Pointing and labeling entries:
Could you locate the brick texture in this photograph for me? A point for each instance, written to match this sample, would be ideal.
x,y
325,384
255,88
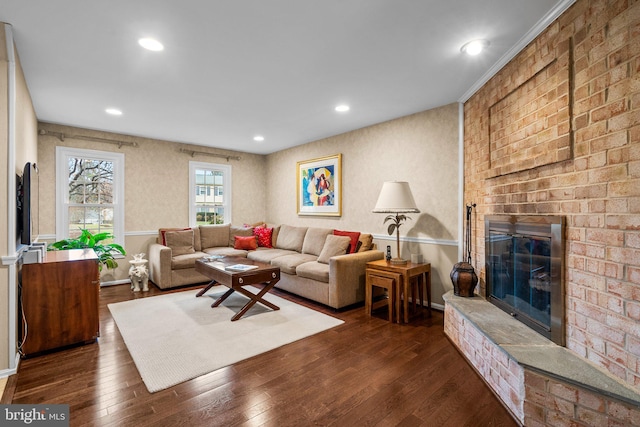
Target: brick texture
x,y
533,398
576,153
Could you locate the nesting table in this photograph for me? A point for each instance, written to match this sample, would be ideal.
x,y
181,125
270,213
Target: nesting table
x,y
407,272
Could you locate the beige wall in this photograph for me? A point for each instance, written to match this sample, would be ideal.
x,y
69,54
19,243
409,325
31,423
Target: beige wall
x,y
25,150
156,184
422,149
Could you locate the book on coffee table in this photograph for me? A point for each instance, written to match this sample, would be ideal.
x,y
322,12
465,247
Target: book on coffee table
x,y
241,267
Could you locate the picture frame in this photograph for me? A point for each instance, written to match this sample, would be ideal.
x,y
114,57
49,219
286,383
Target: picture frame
x,y
319,186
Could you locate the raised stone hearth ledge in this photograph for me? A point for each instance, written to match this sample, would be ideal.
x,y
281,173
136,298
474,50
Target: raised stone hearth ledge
x,y
540,382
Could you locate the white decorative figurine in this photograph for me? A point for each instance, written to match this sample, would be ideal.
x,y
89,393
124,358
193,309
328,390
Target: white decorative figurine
x,y
138,273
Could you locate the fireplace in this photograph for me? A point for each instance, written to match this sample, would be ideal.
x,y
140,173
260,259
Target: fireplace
x,y
524,257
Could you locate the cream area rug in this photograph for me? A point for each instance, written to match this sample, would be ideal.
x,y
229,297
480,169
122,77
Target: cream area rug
x,y
176,337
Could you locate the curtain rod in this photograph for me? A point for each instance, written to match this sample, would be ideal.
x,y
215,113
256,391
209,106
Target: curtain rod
x,y
62,136
193,153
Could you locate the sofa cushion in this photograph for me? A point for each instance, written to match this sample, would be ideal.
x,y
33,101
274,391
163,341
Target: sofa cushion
x,y
213,236
180,242
238,231
354,235
248,243
288,263
334,245
266,255
185,261
274,235
263,235
314,270
366,242
314,240
291,238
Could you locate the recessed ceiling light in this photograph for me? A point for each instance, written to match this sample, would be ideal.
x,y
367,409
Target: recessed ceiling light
x,y
114,111
474,47
151,44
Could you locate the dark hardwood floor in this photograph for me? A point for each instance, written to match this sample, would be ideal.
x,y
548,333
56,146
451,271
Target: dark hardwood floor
x,y
365,372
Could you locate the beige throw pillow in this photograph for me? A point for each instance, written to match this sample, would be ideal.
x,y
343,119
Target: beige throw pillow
x,y
214,236
180,242
291,238
314,240
333,245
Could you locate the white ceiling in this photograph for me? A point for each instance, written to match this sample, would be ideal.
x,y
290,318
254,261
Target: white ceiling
x,y
233,69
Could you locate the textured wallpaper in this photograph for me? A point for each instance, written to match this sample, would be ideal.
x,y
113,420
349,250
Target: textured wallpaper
x,y
156,179
421,148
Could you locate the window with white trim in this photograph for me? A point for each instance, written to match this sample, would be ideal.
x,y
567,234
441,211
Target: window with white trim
x,y
209,193
91,188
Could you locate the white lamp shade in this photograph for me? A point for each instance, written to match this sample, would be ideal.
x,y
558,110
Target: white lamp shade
x,y
396,197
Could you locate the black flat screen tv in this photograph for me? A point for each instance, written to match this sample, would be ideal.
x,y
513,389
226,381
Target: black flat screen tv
x,y
23,206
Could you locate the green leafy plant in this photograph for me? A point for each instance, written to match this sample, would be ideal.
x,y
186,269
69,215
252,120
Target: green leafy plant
x,y
106,252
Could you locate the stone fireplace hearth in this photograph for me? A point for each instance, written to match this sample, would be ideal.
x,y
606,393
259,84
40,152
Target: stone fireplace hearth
x,y
540,382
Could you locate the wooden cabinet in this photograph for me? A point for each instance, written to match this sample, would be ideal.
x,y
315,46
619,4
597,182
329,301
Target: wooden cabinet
x,y
60,301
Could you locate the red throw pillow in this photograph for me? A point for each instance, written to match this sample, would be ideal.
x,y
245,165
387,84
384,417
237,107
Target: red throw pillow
x,y
353,235
263,235
248,243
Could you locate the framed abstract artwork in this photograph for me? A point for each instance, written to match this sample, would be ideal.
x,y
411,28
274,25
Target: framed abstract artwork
x,y
319,186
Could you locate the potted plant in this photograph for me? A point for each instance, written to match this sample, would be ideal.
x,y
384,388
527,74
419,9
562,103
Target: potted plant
x,y
86,239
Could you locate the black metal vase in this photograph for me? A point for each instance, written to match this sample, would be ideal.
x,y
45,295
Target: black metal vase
x,y
464,279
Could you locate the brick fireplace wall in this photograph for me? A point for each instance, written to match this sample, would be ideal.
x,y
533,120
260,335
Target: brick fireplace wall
x,y
557,132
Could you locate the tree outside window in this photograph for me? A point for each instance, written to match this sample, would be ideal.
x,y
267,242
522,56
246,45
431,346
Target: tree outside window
x,y
92,183
210,193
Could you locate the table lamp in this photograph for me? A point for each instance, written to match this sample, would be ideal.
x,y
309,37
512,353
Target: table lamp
x,y
395,197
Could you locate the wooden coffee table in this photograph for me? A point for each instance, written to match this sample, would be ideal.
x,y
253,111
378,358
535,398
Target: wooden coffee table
x,y
264,274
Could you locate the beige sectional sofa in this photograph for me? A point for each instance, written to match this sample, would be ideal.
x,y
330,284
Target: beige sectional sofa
x,y
314,262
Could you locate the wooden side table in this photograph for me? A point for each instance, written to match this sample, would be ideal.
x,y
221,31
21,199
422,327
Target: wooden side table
x,y
407,271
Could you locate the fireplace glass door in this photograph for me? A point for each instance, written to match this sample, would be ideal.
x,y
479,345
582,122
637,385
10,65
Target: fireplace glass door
x,y
521,271
524,270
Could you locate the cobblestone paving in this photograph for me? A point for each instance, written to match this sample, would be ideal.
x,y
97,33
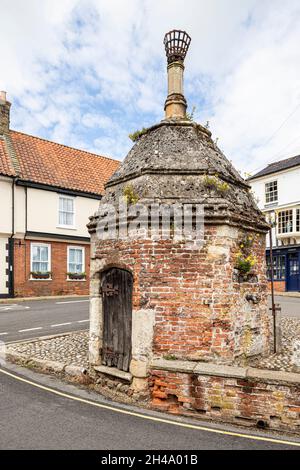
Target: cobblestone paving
x,y
290,328
69,349
73,349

Task brief:
Write out all the rows again with every "photograph" changed to "image" and everything else left as it is. Omit the pictures.

Expected answer:
Could you locate the brick texture in this image for me? A point for each instance, written to match this sample, would be ideal.
x,y
325,384
255,88
Target: brick texture
x,y
533,398
576,153
Could you locate the nesting table in this image for me? A point for each instance, written to match this sample, would be ideal.
x,y
181,125
270,213
Target: nesting table
x,y
407,272
Could you locate the beige wall in this image for me? A point for each instance, written to match this sample, would be ideal.
x,y
69,54
19,243
409,325
31,423
Target: beige wall
x,y
25,150
156,184
422,149
Could you locate the book on coffee table in this image for me? A point for each instance, written to match this sample, would be ideal.
x,y
322,12
465,247
Target: book on coffee table
x,y
241,267
Could you locate the picture frame in this image for me? A point for each instance, written to match this sample, would be ideal.
x,y
114,57
49,219
286,383
Target: picture frame
x,y
319,186
Could you locate the raised stone hearth ledge in this image for me? A point for each instance, written to match this sample, would be ideal.
x,y
281,173
136,298
474,50
Target: raised stone hearth ledge
x,y
540,382
Could you locate the white decorative figurine in this image for me? A point for each instance, written to match this sample, would be ideal.
x,y
89,393
124,358
193,309
328,390
Target: white decorative figurine
x,y
138,273
Could you locate the fireplace in this image for me? A point for each instance, written to match this sample, would be ideal.
x,y
140,173
260,259
Target: fireplace
x,y
524,257
Could you locate the cream area rug in this image for me? A point for each instance, written to match this sample, would be ideal.
x,y
229,297
480,169
122,77
Target: cream area rug
x,y
176,337
Could you locate the curtain rod in this image for me? A point for each instance, written to match this sample, would be ideal.
x,y
215,113
256,391
209,106
Target: curtain rod
x,y
62,136
193,153
Could you locate the sofa cushion in this image for me? A point for each instance, written to match this sample, would be ideal.
x,y
33,101
274,391
163,341
Target: sofa cushion
x,y
213,236
180,242
238,231
354,235
248,243
288,263
334,245
266,255
185,261
274,235
263,235
314,270
366,242
314,240
291,238
Could you locate the recessed ceiling light in this image for me? A point for each instance, written to match this sample, would be ideal.
x,y
367,409
Target: recessed ceiling light
x,y
114,111
474,47
151,44
Could you locate the dark hardwood floor in this image for me? A point for each instance, written to match this sample, would be ideal.
x,y
548,333
56,146
451,271
Target: dark hardwood floor
x,y
365,372
Could you locate the beige throw pillow in this image for me? A point for each instance, written to match this sample, would be ideal.
x,y
343,119
Target: beige throw pillow
x,y
214,236
180,242
291,238
314,240
333,245
Could you locate the white ceiling in this image for me? A point for each instance, written to match this sample, would be ideal.
x,y
290,318
254,261
Target: white ceiling
x,y
233,69
Could you locate the textured wallpaper in this image for me? A point for each instance, written to match this sample, would be ideal.
x,y
113,420
349,250
Target: textured wallpaper
x,y
156,179
421,148
Could you locate the window with white trim in this image for me? A point for each instance, written to match this sample, would be ideal.
x,y
567,234
441,211
Target: window with white trim
x,y
209,193
91,188
Could you locate the white lamp shade in this image for me? A point for each instance, written to match this sample, would be ideal.
x,y
558,110
Target: white lamp shade
x,y
396,197
Could you locate the black flat screen tv in this image for me? A point for each instance, written to match this sample, would be ideal.
x,y
513,389
226,381
Target: black flat screen tv
x,y
23,206
Could you locate the green leafy plant in this image for me? A point for each instance, written to match this sample, would be ideal.
x,y
186,269
69,215
252,120
Target: green leafy plant
x,y
106,252
Could you locate the stone fireplace hearth in this image for me? A point for each instance, written to match this sample, would be ideal.
x,y
606,393
259,84
40,152
Target: stone fireplace hearth
x,y
540,382
Could you locate the wooden cabinet in this image for me? A point for each instance, written to match this sample, would be ideal.
x,y
315,46
619,4
597,182
329,301
Target: wooden cabinet
x,y
60,301
Could you locate the red throw pillow in this image for me? A point for each instance, written to match this sample, would be ideal.
x,y
245,165
387,84
384,417
237,107
Target: red throw pillow
x,y
353,235
263,235
248,243
Could you locate the framed abstract artwork in this image for me? A point for each instance, written to match this sample, would be ideal.
x,y
411,28
274,25
Target: framed abstract artwork
x,y
319,186
Could you locate the potted plant in this image for me? A point for each instance, written to match this sample, would be ideal.
x,y
384,388
527,74
419,9
562,103
Target: potted plant
x,y
86,239
Could you locate the black metal vase in this image for me? A point for each instance, written to match this sample, would be ideal.
x,y
45,295
Target: black metal vase
x,y
464,279
Could you locate the brick fireplace wall in this image for me? A point for each instance, written to match this sample, would be ideal.
x,y
533,120
260,335
Target: brick fireplace wall
x,y
557,132
Could you locate the tree outside window in this image for me? A point for each instance, written to match this sample, would be ideal.
x,y
267,242
522,56
246,45
431,346
Target: tree outside window
x,y
92,183
210,193
Could you locate the table lamp in this image for me? A point for each instance, written to match this sample, would be ideal.
x,y
309,37
512,353
Target: table lamp
x,y
395,197
Could you locate the wooden coffee table in this image for me? A point for each instance, written to match this sample, would be ideal.
x,y
253,111
378,358
535,398
Target: wooden coffee table
x,y
264,274
Could you locate the beige sectional sofa in this image for me? A point for each instance, written to match this sample, would be ideal.
x,y
330,284
Target: beige sectional sofa
x,y
314,262
Could you locate the wooden side table in this image for me? A point for each instance, written to match this sample, would be ideal.
x,y
221,31
21,199
422,327
Target: wooden side table
x,y
407,271
Could you locate the fireplace glass door in this image for me? A point for each instance, written to match this sample, would be ideal.
x,y
479,345
582,122
637,385
10,65
Target: fireplace glass door
x,y
521,271
524,270
Could you locate the cobblestone paving in this image for me? A point for each instance, written to match this sample, would be ideal.
x,y
97,33
Target: cobblestone paving
x,y
290,328
69,349
73,349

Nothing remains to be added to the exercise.